ASSIGNMENT A: In the passage on Trump's intellect, can you give the part starting at "On the contrary, I’ve" and ending at "of their assessments." again, but change "commander in chief" to "head of state"?
ASSIGNMENT B: How would you translate this sentence from the passage on Trump's intellect into Spanish: "Intelligence is one of those qualities that, if you insist you have it, you probably don’t."

GIVEN PASSAGE:
┌──

The sheer level of intellectual laziness is astounding. I found myself bewildered how anyone could have run a private company on the empty mental tank President Trump relies upon every day to run the government.
Intelligence is one of those qualities that, if you insist you have it, you probably don’t. Nonetheless, Trump is known to interrupt briefings with assertions along the lines of, “Yeah, I get it. I’m pretty smart, okay?”
On the courts: “I know more about courts than any human being on Earth.”
On taxes: “Nobody knows more about taxes than I do.”
On the US government: “Nobody knows the system better than I do.”
On the contrary, I’ve seen the president fall flat on his face when trying to speak intelligently about most of these topics. You can see why behind closed doors his own top officials deride him as an “idiot” and a “moron” with the understanding of a “fifth or sixth grader.” Folks have been forced to publicly deny those specific quotes, usually with non-denial denials. These are the tamest descriptions used internally to express exasperation with the commander in chief. People normally tack a string of expletives onto the front and back ends of their assessments.

└──

SOURCE MATERIAL:

┌──

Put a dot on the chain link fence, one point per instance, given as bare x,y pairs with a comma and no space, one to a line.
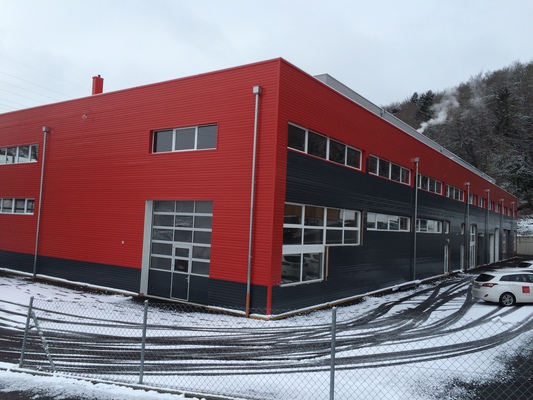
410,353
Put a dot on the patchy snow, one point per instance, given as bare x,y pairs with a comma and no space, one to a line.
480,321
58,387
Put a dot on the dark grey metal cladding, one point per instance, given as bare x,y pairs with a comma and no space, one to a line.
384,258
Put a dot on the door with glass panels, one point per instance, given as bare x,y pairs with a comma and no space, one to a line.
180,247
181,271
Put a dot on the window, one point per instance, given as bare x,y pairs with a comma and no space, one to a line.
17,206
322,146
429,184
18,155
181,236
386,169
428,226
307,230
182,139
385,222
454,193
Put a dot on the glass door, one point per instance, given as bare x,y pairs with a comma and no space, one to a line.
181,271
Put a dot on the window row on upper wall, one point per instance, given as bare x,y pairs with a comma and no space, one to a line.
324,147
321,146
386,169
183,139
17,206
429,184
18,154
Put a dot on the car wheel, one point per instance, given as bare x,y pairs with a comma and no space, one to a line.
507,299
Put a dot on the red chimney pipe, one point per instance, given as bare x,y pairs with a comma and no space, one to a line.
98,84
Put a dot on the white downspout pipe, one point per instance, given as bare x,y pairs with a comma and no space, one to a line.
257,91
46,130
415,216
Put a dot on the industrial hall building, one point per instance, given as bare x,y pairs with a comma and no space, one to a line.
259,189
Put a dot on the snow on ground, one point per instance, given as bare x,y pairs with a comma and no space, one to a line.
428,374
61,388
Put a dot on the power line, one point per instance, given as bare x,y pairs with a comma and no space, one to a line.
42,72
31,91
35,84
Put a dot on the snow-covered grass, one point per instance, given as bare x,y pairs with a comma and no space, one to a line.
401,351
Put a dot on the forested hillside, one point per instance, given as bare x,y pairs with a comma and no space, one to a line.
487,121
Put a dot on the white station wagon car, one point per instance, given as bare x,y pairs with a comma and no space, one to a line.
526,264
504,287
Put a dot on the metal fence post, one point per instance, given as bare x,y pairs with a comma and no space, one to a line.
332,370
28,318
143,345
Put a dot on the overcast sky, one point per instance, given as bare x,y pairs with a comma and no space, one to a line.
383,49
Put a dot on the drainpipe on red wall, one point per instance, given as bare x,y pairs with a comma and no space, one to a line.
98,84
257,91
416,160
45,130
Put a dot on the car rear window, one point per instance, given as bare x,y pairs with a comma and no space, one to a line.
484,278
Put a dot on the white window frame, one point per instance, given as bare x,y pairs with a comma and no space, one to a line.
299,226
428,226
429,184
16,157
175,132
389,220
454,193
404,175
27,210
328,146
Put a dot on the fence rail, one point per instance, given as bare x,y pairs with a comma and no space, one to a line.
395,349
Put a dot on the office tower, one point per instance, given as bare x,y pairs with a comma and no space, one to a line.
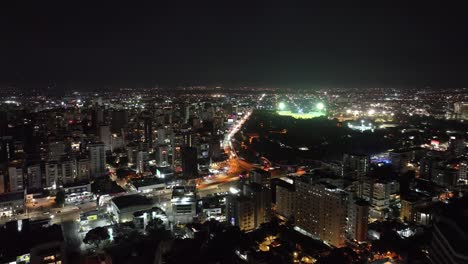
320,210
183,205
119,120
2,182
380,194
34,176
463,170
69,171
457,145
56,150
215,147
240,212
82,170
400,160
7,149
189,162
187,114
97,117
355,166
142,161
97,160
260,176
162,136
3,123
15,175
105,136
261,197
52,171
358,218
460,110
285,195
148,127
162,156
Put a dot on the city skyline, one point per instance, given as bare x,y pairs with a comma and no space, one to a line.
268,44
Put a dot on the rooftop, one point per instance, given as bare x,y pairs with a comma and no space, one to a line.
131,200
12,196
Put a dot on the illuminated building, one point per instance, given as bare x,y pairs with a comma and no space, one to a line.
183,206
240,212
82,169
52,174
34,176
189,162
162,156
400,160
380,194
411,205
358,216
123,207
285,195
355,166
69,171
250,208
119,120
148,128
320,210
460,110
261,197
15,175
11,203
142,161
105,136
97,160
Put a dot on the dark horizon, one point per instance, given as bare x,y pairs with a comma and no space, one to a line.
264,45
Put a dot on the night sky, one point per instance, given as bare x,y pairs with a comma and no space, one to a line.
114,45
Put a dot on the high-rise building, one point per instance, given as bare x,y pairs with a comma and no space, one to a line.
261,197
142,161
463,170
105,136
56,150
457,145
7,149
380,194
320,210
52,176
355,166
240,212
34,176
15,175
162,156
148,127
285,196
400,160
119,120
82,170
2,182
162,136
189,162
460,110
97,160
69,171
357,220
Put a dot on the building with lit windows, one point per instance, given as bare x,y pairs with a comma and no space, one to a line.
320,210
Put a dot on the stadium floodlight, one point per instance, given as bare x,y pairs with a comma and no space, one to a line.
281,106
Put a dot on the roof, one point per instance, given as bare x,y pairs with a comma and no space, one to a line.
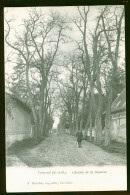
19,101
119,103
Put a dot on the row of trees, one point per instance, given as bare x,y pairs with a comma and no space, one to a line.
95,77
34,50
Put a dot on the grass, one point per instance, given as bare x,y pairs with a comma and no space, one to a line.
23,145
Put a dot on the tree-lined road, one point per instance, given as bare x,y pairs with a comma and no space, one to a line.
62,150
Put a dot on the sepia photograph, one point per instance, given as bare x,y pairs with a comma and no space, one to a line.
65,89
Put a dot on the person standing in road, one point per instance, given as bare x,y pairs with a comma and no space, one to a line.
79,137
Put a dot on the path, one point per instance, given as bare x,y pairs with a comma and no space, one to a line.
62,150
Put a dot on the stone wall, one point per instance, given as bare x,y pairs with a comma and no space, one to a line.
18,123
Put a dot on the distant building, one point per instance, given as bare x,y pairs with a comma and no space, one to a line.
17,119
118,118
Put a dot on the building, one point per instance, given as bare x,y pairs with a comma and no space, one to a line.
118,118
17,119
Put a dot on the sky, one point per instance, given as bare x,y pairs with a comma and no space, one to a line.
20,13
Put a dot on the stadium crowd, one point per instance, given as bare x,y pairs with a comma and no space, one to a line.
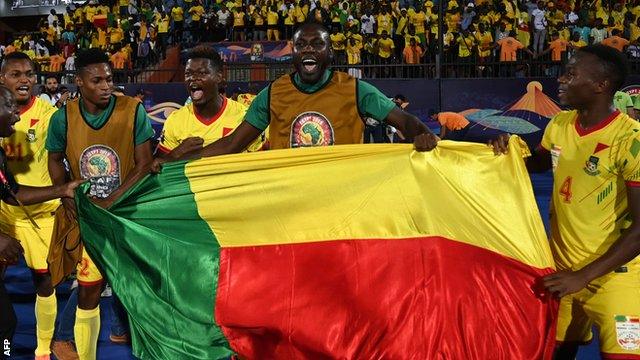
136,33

└──

TASK RESPONSE A:
On the contrary, I’ve seen the president fall flat on his face when trying to speak intelligently about most of these topics. You can see why behind closed doors his own top officials deride him as an “idiot” and a “moron” with the understanding of a “fifth or sixth grader.” Folks have been forced to publicly deny those specific quotes, usually with non-denial denials. These are the tamest descriptions used internally to express exasperation with the head of state. People normally tack a string of expletives onto the front and back ends of their assessments.

TASK RESPONSE B: La inteligencia es una de esas cualidades que, si insistes en que la tienes, probablemente no la tienes.